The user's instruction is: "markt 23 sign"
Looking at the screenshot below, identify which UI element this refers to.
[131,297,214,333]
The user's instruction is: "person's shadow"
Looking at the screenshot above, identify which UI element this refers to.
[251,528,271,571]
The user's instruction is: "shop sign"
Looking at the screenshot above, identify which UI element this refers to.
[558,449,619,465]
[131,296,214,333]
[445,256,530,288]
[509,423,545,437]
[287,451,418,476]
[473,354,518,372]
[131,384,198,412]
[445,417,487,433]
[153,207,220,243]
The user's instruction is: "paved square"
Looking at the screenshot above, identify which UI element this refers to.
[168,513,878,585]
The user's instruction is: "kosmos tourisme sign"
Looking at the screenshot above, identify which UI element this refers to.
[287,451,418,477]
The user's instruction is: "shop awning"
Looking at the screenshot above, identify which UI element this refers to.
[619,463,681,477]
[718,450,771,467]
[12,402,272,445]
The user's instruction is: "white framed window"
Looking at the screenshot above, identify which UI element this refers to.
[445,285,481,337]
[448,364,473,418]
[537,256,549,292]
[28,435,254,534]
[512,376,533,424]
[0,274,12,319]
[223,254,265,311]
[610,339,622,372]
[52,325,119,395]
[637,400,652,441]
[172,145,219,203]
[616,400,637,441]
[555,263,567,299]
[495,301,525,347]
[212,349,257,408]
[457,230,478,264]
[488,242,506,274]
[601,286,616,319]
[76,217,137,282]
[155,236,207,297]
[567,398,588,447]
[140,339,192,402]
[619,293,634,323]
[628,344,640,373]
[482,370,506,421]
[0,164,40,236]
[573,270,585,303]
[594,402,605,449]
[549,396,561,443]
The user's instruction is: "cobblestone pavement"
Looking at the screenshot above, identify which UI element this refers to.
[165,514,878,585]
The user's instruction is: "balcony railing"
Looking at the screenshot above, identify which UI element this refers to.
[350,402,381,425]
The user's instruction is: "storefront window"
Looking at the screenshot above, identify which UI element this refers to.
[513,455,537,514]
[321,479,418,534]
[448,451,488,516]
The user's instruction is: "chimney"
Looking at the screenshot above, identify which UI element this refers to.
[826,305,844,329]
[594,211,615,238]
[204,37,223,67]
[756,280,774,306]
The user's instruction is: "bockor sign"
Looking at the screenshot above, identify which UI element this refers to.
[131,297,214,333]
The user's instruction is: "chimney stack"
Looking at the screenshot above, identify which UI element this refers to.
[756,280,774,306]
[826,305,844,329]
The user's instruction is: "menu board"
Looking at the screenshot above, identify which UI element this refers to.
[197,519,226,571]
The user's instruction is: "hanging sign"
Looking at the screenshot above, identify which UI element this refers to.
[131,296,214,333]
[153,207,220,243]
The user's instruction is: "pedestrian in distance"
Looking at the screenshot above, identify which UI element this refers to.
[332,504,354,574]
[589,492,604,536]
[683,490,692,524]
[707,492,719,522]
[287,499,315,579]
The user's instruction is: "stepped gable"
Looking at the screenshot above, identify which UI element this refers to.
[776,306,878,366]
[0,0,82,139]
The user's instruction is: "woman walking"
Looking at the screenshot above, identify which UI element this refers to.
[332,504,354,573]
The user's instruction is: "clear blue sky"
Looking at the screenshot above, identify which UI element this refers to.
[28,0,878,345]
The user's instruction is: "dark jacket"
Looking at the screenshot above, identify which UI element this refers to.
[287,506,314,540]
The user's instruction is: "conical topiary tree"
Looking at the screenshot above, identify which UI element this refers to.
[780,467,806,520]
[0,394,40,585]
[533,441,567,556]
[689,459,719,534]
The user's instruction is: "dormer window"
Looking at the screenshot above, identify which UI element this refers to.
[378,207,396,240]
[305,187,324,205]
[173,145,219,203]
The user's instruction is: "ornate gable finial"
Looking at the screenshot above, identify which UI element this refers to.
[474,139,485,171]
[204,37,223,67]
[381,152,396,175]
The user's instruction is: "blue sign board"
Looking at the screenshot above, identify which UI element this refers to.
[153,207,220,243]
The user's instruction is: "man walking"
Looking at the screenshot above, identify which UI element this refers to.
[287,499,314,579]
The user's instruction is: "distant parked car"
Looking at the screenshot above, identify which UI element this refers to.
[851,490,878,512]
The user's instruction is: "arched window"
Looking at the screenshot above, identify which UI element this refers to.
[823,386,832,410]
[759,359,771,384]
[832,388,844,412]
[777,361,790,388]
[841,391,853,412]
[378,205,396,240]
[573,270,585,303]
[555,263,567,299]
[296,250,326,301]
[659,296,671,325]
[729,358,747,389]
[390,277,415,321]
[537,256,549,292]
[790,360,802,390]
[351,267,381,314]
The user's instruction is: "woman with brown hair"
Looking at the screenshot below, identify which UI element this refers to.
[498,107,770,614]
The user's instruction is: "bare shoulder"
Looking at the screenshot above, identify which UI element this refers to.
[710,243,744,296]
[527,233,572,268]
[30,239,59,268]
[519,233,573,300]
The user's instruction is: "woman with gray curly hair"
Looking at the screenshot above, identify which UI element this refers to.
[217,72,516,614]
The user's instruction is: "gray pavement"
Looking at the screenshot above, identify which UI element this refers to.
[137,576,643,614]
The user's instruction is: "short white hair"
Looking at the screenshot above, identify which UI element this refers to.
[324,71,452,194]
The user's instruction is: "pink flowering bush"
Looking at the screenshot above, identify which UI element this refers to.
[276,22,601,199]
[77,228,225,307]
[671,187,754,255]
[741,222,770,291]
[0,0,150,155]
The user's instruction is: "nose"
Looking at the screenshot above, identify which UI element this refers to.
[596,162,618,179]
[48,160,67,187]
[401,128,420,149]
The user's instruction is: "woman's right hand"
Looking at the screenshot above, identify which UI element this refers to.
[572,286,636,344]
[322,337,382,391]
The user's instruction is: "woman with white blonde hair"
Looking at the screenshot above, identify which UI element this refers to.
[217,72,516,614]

◇ ◇ ◇ ◇ ◇

Reproduce every item above word for word, with no changes.

The user's instruction is: "markt 23 sign"
Looking at the screenshot below, identify which UI element this refers to.
[131,297,214,333]
The user's instruction is: "person's shadow"
Looking at the screenshot above, identify which UI element this refers to.
[251,528,271,571]
The user's instruction is: "shop sign"
Looking at the screenshot above, identify which UI element this refers to.
[558,449,619,465]
[131,296,214,333]
[445,256,530,288]
[509,423,545,437]
[287,451,418,476]
[473,354,518,372]
[131,384,198,412]
[445,417,487,433]
[153,207,220,243]
The user's instruction is: "paved square"
Looking at the screenshot above, identify which UI element this refers to.
[168,513,878,585]
The user's instruction is: "kosmos tourisme sign"
Looking at the screenshot above, identify which UI element this refers to.
[287,451,418,477]
The user's instruction is: "shop awning"
Looking at the screenshot above, identify which UI element this refers to.
[619,463,681,477]
[718,450,771,467]
[12,402,272,445]
The user's instruction is: "white framed window"
Looking at the screenshot above, identify which UI element this refers to.
[445,285,481,337]
[448,364,473,418]
[537,256,549,292]
[28,435,254,534]
[512,376,533,424]
[0,274,12,319]
[223,254,265,311]
[610,339,622,372]
[52,325,119,395]
[637,400,652,441]
[172,145,219,203]
[616,400,637,441]
[555,263,567,299]
[495,301,525,347]
[212,349,257,408]
[457,230,478,264]
[488,242,506,274]
[601,286,616,319]
[76,217,137,282]
[155,236,207,297]
[567,398,588,447]
[140,339,192,402]
[619,293,634,323]
[628,344,640,373]
[482,370,506,421]
[0,164,40,236]
[573,270,585,303]
[594,402,605,449]
[549,396,561,443]
The user's instruction is: "cobblestone pavement"
Looking at the screenshot above, identify which UI element this refers to.
[165,514,878,585]
The user's instruction is: "balcony railing"
Looking at the screenshot above, identify which UI element this refers to.
[350,402,381,425]
The user's instruction is: "storefront window"
Looking at the screenshot above, identify which UI element this refers to.
[513,455,537,514]
[321,479,418,534]
[448,451,488,516]
The user's instruction is: "chimney"
Looking at the screenshot above, identify which UI element this refers to.
[826,305,844,329]
[594,211,615,238]
[204,37,223,67]
[756,280,774,306]
The user's instruction is: "bockor sign"
Looking at the screenshot above, identify which UI element this refers to.
[131,297,214,333]
The user's instruction is: "chimney stack"
Looking at the screenshot above, identify which UI element this refers to.
[756,280,774,306]
[826,305,844,329]
The user's instruction is: "menu board"
Looking at the screenshot above, identify which UI element this refers to.
[197,519,226,571]
The user's instruction is: "hanging sign"
Looking at the screenshot above, identify which UI element this refers to.
[131,296,214,333]
[153,207,220,243]
The user's instruction is: "pedestrian in distance"
Looking at the screenshot above, identify which UI element this refers to.
[332,504,354,574]
[589,492,604,536]
[683,490,692,524]
[707,492,719,522]
[287,499,315,579]
The user's instruction is: "stepped gable"
Looking at the screenshot above, identify which UI element this refers to.
[776,306,878,366]
[0,0,82,139]
The user's instruction is: "woman walking"
Looking at the screenshot above, identify which UI element this refers to.
[332,504,354,573]
The user's instruction is: "clear blue sky"
Looking at the screenshot above, identify which UI element this refers to.
[28,0,878,345]
The user's instruction is: "dark jacket"
Looking at the screenshot above, identify which UI element this refers to.
[287,506,314,540]
The user's instruction is: "conical topiary tree"
Looking at the screenshot above, identify which UI element this refers to.
[780,467,806,520]
[0,394,40,585]
[533,441,567,556]
[689,459,719,534]
The user's instruction is: "dormer window"
Looking at the screenshot above, identify which UI element this refers to.
[378,207,396,240]
[305,187,324,205]
[173,145,219,203]
The user's instruction is: "ornate gable finial"
Looking at the screenshot above, identify which UI element this refers to.
[474,139,485,171]
[204,37,223,67]
[381,152,396,175]
The user's instruction is: "blue sign board"
Looking at the screenshot above, identify which UI element this refers to.
[153,207,220,243]
The user's instruction is: "man walking"
Looking at the screenshot above, identify which UI element this refers to.
[287,499,314,579]
The user's instruction is: "distant parked car"
Looking at the screenshot above, identify which UI element this refers to.
[851,490,878,512]
The user's instruction is: "arched window"
Looking at the screenshot above, identify which UI element this refers to.
[823,386,832,410]
[759,359,771,384]
[832,388,844,412]
[777,361,790,388]
[841,391,853,412]
[378,205,396,240]
[573,270,585,303]
[555,263,567,299]
[296,250,326,301]
[659,296,671,325]
[729,358,747,389]
[390,277,415,321]
[537,256,549,292]
[790,360,802,390]
[351,267,381,314]
The user's instruction is: "woman with brown hair"
Looking at the screenshot below, identify which UI element this refers to.
[498,107,770,614]
The user's instruction is: "bare shoulder"
Looking at the screenshot above, identify which UI element this refers to.
[710,243,744,296]
[527,233,572,268]
[30,239,59,268]
[519,233,573,300]
The user's instruction is: "woman with gray curly hair"
Looking at the screenshot above, identify which UI element this refers to.
[217,72,516,614]
The user's instruction is: "gray pavement"
Looking at the screenshot above, identify which UI element this refers to.
[137,576,643,614]
The user's instruction is: "short white hair"
Looking at the screenshot above, identify which UI element this refers to.
[324,71,452,194]
The user's instruction is: "pink flowering bush"
Looking at the screenshot above, identify which UI element this refers to.
[276,22,601,199]
[77,228,225,307]
[671,187,754,255]
[741,222,770,291]
[0,0,150,155]
The user's instruction is: "nose"
Looking at the screenshot above, identify which UI element this refers to.
[596,162,618,179]
[48,160,67,187]
[401,128,420,149]
The user's instruction is: "woman's right hand"
Looking at the screenshot above, identify which UI element this refers to.
[572,286,636,344]
[322,337,382,391]
The user's instruction is: "woman with white blonde hair"
Looking at the screenshot above, identify which UI element this refers to.
[217,72,516,614]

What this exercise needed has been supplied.